[[ SOURCE RECORDS, beginning ]]
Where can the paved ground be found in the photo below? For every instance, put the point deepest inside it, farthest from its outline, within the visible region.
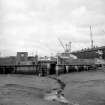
(85, 88)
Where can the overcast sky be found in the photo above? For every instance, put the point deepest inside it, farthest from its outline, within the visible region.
(35, 25)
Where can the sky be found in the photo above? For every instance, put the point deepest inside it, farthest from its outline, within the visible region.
(35, 25)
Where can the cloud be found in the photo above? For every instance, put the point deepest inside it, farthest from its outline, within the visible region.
(36, 24)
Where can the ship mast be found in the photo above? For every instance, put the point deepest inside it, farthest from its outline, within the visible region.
(91, 37)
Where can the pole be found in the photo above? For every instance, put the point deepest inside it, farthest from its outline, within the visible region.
(91, 37)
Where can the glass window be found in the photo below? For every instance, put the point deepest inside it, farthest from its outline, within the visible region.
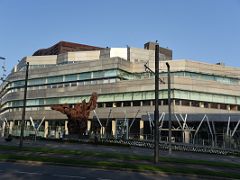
(52, 101)
(98, 74)
(18, 83)
(55, 79)
(37, 81)
(110, 73)
(17, 103)
(86, 75)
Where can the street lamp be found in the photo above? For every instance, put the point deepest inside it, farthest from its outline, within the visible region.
(169, 112)
(156, 111)
(24, 106)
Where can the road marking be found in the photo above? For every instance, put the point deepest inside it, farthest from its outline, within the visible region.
(69, 176)
(30, 173)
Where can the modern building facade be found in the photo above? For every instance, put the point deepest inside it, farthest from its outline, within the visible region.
(205, 98)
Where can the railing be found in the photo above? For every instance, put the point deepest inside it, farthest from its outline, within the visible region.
(175, 146)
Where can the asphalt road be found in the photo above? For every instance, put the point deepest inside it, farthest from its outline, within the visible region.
(38, 171)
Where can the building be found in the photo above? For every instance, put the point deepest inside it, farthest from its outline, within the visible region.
(205, 97)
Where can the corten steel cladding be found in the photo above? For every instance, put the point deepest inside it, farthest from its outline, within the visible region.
(77, 115)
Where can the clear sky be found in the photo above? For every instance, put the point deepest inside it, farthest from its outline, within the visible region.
(205, 30)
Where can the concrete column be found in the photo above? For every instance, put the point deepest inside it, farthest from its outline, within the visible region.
(141, 129)
(3, 129)
(186, 136)
(102, 131)
(151, 103)
(46, 129)
(209, 105)
(65, 127)
(174, 102)
(114, 128)
(228, 107)
(161, 103)
(180, 102)
(190, 103)
(10, 127)
(89, 126)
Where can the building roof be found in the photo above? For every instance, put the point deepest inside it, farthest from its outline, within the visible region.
(62, 47)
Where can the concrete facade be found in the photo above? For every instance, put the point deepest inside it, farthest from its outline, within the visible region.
(124, 87)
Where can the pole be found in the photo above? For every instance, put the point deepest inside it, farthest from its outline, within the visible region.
(169, 112)
(156, 112)
(24, 107)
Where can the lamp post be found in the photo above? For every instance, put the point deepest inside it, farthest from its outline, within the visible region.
(24, 106)
(169, 112)
(156, 112)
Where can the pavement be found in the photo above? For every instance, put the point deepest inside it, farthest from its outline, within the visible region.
(124, 150)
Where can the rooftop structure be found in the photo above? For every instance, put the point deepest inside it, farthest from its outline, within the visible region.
(201, 93)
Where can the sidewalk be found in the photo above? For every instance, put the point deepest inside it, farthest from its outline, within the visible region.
(123, 150)
(119, 162)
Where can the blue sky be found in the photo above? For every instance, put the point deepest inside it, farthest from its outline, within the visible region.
(205, 30)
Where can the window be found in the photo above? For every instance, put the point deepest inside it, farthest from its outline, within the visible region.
(71, 77)
(136, 103)
(127, 103)
(86, 75)
(55, 79)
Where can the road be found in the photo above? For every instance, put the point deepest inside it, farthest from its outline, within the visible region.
(38, 171)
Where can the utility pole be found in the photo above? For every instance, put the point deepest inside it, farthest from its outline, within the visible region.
(169, 112)
(24, 107)
(156, 112)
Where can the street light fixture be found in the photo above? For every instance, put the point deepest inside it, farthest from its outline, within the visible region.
(169, 112)
(24, 107)
(156, 111)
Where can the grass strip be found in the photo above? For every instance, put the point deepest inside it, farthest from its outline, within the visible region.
(117, 165)
(107, 155)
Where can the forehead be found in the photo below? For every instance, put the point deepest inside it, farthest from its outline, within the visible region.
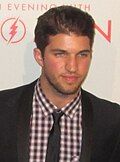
(71, 41)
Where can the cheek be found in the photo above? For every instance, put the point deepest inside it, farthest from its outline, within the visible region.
(84, 66)
(54, 66)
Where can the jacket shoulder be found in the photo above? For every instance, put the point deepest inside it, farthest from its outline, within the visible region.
(15, 93)
(100, 102)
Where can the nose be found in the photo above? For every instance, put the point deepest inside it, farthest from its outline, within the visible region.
(71, 64)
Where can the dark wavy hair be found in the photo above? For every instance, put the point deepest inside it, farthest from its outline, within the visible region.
(63, 19)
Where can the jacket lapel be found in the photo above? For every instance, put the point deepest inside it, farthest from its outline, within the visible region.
(24, 113)
(87, 126)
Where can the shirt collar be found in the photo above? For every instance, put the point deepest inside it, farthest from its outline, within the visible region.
(47, 107)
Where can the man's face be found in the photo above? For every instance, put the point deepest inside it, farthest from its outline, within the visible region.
(66, 62)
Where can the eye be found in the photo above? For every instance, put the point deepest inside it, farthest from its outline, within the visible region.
(59, 54)
(84, 54)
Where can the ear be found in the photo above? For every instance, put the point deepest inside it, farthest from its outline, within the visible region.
(38, 56)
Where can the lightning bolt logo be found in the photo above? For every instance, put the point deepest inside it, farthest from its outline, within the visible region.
(13, 30)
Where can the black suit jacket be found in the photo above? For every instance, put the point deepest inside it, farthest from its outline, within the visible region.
(100, 125)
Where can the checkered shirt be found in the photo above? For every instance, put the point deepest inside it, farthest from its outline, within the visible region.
(42, 122)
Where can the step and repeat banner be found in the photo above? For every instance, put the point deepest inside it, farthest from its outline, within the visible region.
(17, 22)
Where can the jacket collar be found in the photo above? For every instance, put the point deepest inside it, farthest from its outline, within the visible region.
(87, 127)
(24, 114)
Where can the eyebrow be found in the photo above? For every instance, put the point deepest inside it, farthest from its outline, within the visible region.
(61, 50)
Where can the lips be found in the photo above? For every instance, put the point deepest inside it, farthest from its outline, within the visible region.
(70, 78)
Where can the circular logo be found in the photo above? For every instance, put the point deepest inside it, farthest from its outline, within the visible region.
(13, 30)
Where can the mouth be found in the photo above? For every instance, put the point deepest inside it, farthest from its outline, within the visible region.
(70, 78)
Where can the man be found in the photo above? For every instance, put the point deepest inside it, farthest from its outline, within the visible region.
(88, 129)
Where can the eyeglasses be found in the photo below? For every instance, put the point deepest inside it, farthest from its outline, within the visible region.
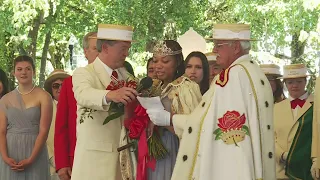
(56, 85)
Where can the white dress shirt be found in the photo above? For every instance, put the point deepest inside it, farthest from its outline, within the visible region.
(295, 110)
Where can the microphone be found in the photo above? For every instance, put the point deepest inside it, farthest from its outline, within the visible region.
(144, 84)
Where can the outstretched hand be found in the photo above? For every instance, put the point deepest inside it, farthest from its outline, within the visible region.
(123, 95)
(159, 117)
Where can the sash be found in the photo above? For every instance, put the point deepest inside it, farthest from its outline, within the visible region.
(299, 160)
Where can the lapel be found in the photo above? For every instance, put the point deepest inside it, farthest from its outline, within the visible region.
(123, 73)
(285, 107)
(305, 107)
(101, 72)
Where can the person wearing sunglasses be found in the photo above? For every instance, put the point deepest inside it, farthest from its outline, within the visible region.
(296, 131)
(272, 71)
(53, 85)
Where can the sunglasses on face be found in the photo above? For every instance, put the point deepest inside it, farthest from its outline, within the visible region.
(56, 85)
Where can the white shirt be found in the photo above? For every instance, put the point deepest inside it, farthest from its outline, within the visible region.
(109, 72)
(295, 110)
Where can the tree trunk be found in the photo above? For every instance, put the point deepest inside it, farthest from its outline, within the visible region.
(33, 34)
(44, 59)
(297, 48)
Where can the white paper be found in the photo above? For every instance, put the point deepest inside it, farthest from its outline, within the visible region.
(150, 102)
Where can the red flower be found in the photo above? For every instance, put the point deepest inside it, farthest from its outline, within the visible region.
(231, 120)
(132, 84)
(136, 127)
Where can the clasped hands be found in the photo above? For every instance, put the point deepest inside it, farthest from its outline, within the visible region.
(123, 95)
(159, 117)
(20, 166)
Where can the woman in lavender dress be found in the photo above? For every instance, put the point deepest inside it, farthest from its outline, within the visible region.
(25, 117)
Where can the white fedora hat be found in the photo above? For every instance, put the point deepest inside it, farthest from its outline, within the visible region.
(115, 32)
(270, 69)
(294, 71)
(232, 32)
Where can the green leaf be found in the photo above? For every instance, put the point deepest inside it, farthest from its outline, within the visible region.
(112, 117)
(246, 130)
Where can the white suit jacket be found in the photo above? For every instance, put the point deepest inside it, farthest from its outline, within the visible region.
(96, 155)
(203, 156)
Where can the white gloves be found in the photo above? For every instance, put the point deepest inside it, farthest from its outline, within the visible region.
(314, 169)
(159, 117)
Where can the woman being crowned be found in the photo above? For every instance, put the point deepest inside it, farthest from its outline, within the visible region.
(179, 95)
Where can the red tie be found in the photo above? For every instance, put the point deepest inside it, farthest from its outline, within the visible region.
(297, 102)
(115, 74)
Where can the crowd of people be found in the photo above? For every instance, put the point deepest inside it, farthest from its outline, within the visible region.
(225, 117)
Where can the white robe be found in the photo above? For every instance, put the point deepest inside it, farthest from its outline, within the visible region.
(202, 156)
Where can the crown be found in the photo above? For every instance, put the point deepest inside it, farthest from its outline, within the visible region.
(161, 49)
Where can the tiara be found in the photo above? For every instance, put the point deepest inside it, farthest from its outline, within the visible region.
(162, 50)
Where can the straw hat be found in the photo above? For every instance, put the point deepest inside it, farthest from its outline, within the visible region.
(294, 71)
(232, 32)
(271, 69)
(115, 32)
(211, 56)
(54, 75)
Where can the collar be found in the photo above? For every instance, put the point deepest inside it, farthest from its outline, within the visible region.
(107, 68)
(245, 57)
(303, 97)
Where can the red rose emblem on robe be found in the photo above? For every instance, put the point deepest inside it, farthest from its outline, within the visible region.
(231, 120)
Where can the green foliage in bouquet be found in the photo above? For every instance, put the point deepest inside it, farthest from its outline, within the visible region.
(155, 145)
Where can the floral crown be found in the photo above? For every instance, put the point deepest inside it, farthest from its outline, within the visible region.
(162, 50)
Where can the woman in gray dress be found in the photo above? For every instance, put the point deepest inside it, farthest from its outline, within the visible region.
(25, 117)
(179, 95)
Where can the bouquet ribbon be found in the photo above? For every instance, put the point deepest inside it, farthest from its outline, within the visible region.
(137, 130)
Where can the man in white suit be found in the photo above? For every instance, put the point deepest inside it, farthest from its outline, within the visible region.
(96, 155)
(230, 134)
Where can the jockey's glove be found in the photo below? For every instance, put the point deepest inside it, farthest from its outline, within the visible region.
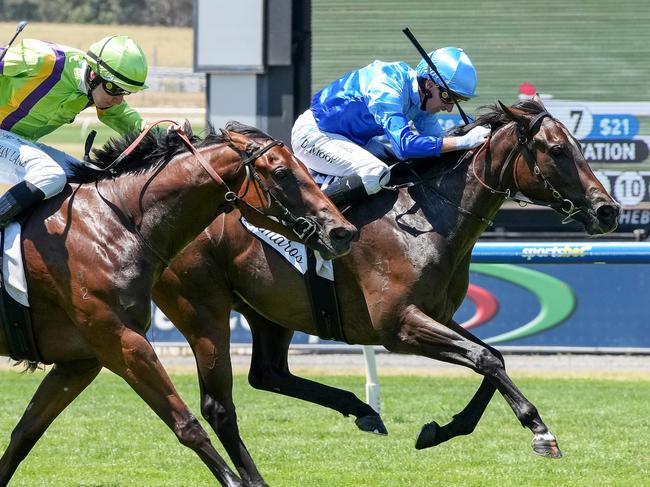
(476, 136)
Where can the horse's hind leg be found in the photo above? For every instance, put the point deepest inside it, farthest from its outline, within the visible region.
(270, 372)
(133, 358)
(63, 383)
(422, 335)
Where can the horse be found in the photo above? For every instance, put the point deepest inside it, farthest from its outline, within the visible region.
(93, 253)
(400, 285)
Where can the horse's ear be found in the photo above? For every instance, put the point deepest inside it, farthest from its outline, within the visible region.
(538, 99)
(225, 135)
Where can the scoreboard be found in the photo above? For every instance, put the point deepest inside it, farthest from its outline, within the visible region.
(612, 140)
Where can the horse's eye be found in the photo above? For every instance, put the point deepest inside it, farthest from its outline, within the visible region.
(281, 173)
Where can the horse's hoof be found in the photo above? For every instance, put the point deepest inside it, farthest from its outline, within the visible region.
(545, 444)
(371, 424)
(427, 436)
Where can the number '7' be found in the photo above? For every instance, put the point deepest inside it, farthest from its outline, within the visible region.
(572, 114)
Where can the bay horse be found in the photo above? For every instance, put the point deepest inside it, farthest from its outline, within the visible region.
(400, 285)
(93, 253)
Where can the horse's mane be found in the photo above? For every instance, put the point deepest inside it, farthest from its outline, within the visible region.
(157, 148)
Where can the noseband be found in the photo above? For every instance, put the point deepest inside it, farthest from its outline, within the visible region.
(525, 145)
(304, 227)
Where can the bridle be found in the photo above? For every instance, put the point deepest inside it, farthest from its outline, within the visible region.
(525, 146)
(304, 227)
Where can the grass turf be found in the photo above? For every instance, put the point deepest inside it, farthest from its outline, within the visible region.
(108, 437)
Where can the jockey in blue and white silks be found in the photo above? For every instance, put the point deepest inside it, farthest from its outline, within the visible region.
(349, 119)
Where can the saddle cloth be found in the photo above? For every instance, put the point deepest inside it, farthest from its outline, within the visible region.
(295, 253)
(13, 270)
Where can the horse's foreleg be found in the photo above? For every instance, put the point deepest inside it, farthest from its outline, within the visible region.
(211, 346)
(63, 383)
(422, 335)
(133, 358)
(270, 372)
(466, 421)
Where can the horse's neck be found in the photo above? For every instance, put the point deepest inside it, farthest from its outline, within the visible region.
(460, 206)
(173, 205)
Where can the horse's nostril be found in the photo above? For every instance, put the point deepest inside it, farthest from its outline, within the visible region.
(607, 212)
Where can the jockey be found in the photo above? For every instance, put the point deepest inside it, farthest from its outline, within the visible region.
(42, 87)
(340, 135)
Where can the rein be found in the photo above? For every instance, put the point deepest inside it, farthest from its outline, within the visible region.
(303, 227)
(524, 145)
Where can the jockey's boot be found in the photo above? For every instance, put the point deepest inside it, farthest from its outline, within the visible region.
(346, 190)
(18, 198)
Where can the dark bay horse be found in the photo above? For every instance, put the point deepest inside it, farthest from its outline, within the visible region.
(400, 285)
(93, 253)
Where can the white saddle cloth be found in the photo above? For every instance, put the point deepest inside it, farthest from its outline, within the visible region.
(293, 252)
(13, 270)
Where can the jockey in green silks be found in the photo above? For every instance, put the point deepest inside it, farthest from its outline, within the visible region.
(44, 86)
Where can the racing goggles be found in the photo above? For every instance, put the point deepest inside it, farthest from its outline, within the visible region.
(112, 89)
(448, 96)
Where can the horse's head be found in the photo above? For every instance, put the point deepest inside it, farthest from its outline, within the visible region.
(548, 167)
(278, 185)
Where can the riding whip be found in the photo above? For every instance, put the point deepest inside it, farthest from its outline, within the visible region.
(19, 29)
(425, 56)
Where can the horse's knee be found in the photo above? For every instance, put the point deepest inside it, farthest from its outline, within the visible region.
(24, 439)
(263, 377)
(217, 413)
(190, 433)
(487, 362)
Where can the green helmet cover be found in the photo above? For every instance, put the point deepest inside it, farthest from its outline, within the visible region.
(119, 59)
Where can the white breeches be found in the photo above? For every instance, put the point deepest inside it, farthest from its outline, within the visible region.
(336, 155)
(39, 164)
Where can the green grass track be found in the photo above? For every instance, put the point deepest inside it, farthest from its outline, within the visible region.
(108, 437)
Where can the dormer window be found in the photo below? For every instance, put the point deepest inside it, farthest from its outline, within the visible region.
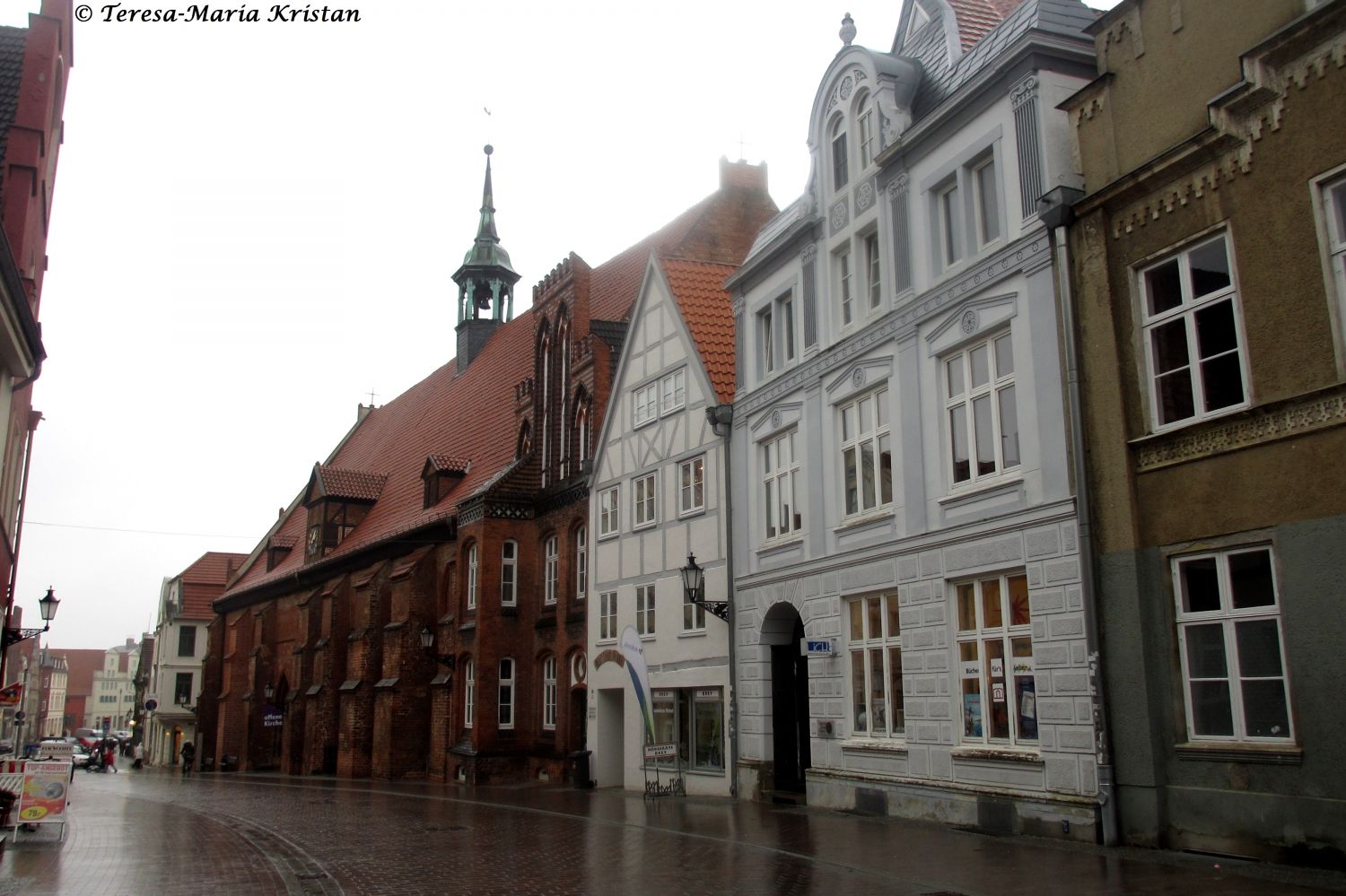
(840, 174)
(866, 131)
(441, 475)
(336, 502)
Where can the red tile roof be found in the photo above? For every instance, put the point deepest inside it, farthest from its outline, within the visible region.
(976, 18)
(468, 416)
(707, 309)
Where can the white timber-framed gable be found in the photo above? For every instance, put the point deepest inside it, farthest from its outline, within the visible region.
(635, 570)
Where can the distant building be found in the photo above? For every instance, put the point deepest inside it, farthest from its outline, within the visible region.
(1211, 288)
(459, 511)
(180, 643)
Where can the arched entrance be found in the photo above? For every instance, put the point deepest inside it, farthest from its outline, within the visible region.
(782, 630)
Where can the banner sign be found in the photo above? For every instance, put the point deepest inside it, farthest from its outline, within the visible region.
(45, 788)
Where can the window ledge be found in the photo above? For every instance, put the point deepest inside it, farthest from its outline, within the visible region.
(772, 546)
(1229, 752)
(875, 745)
(968, 494)
(861, 521)
(991, 753)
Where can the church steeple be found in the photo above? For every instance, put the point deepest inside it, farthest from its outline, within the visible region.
(485, 282)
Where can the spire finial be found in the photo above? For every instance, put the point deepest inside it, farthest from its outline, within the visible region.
(847, 31)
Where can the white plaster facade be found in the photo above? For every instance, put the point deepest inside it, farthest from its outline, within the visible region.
(686, 653)
(956, 150)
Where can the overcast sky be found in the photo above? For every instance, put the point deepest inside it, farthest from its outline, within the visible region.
(255, 225)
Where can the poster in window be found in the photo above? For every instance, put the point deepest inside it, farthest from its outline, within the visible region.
(972, 715)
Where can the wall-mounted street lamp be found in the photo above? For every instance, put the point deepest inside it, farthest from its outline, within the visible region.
(48, 607)
(428, 646)
(694, 584)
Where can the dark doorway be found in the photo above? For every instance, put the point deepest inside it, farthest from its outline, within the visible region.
(791, 708)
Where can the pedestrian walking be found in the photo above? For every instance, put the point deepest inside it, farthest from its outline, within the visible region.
(188, 755)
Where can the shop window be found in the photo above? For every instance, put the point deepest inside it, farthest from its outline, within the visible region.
(1193, 334)
(694, 718)
(1232, 648)
(875, 661)
(995, 661)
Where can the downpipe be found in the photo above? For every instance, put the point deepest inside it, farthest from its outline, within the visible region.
(1057, 213)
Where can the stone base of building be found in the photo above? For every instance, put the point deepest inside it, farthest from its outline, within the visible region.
(990, 810)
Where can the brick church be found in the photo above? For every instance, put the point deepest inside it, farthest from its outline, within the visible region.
(420, 608)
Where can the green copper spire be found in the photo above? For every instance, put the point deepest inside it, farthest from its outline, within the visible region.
(486, 279)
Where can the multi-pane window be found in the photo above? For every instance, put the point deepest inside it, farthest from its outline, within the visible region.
(766, 339)
(549, 693)
(691, 484)
(949, 223)
(840, 172)
(645, 610)
(875, 648)
(642, 495)
(694, 718)
(581, 562)
(673, 390)
(1232, 648)
(468, 693)
(780, 486)
(874, 285)
(995, 661)
(551, 570)
(506, 694)
(987, 204)
(980, 409)
(471, 578)
(866, 452)
(1192, 326)
(509, 573)
(188, 640)
(845, 287)
(646, 404)
(607, 615)
(864, 116)
(607, 511)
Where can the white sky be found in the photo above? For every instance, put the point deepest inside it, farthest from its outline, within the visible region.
(255, 225)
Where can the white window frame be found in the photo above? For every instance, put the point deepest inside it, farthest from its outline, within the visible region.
(505, 692)
(607, 615)
(551, 570)
(471, 576)
(645, 500)
(782, 517)
(996, 390)
(1186, 314)
(645, 404)
(549, 693)
(673, 392)
(864, 129)
(608, 513)
(645, 621)
(691, 486)
(581, 562)
(872, 272)
(468, 693)
(845, 285)
(878, 707)
(509, 573)
(980, 670)
(864, 422)
(1229, 618)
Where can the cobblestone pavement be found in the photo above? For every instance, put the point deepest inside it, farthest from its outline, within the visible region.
(155, 833)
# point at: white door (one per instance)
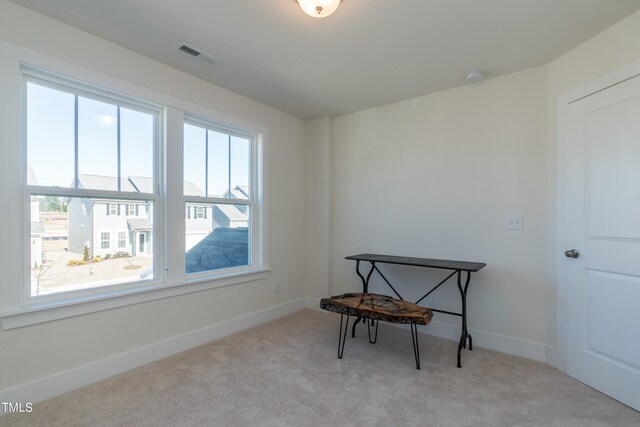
(602, 222)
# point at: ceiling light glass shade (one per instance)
(319, 8)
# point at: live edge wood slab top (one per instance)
(445, 264)
(377, 307)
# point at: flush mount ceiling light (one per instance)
(319, 8)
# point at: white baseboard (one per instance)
(312, 303)
(54, 385)
(489, 340)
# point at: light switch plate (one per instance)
(515, 222)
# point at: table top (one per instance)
(445, 264)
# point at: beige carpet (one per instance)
(286, 373)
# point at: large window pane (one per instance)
(218, 164)
(240, 164)
(50, 136)
(136, 146)
(97, 145)
(195, 175)
(217, 239)
(82, 243)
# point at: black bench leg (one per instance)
(371, 323)
(414, 340)
(342, 336)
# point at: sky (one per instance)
(51, 136)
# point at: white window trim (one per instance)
(14, 311)
(200, 212)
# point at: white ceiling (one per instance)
(368, 53)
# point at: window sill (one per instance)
(42, 313)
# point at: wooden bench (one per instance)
(373, 308)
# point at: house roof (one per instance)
(223, 248)
(100, 182)
(136, 224)
(240, 192)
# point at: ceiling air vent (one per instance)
(198, 54)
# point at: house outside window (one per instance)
(100, 159)
(199, 212)
(122, 239)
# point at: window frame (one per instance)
(112, 199)
(255, 201)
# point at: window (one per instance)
(105, 240)
(218, 172)
(122, 239)
(88, 148)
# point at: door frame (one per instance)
(558, 358)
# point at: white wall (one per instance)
(605, 53)
(455, 163)
(34, 352)
(435, 176)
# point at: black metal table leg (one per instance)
(353, 328)
(464, 334)
(370, 324)
(342, 336)
(365, 289)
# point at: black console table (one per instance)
(456, 268)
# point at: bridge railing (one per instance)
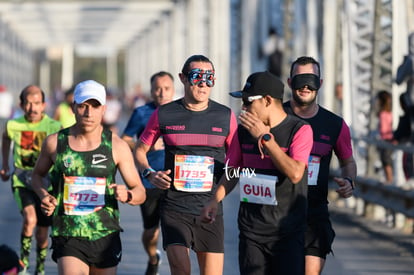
[[ SOURCE RECORDS, end ]]
Give back word for word the lines from the one containing "# point at: large" through the final line of the data above. Pictures are to be left out.

# point at: large window pane (one per instance)
(218, 164)
(240, 164)
(50, 136)
(136, 146)
(97, 145)
(195, 175)
(217, 239)
(82, 243)
# point at: black bench leg (one per instance)
(371, 323)
(414, 340)
(342, 336)
# point at: sky (one per instance)
(51, 136)
# point at: white window trim (one per instance)
(14, 311)
(200, 212)
# point at: white ceiling (one per instance)
(368, 53)
# point at: window sill (one per instance)
(42, 313)
# point at: wooden bench (one per instance)
(373, 308)
# point at: house roof (one per instance)
(223, 248)
(100, 182)
(136, 224)
(240, 192)
# point at: ceiling air vent (one per instance)
(198, 54)
# point at: house outside window (one per instance)
(100, 159)
(199, 212)
(122, 239)
# point at: window frame (one per instance)
(112, 199)
(255, 201)
# point at: window (one per instance)
(105, 240)
(218, 172)
(122, 239)
(88, 148)
# point at: door frame (one per instance)
(558, 358)
# point at: white wall (one per instance)
(605, 53)
(455, 163)
(34, 352)
(435, 176)
# point at: black metal table leg (one per instance)
(353, 328)
(464, 334)
(370, 324)
(342, 336)
(365, 289)
# point at: black console table (one per instance)
(456, 268)
# point at: bridge railing (one per instance)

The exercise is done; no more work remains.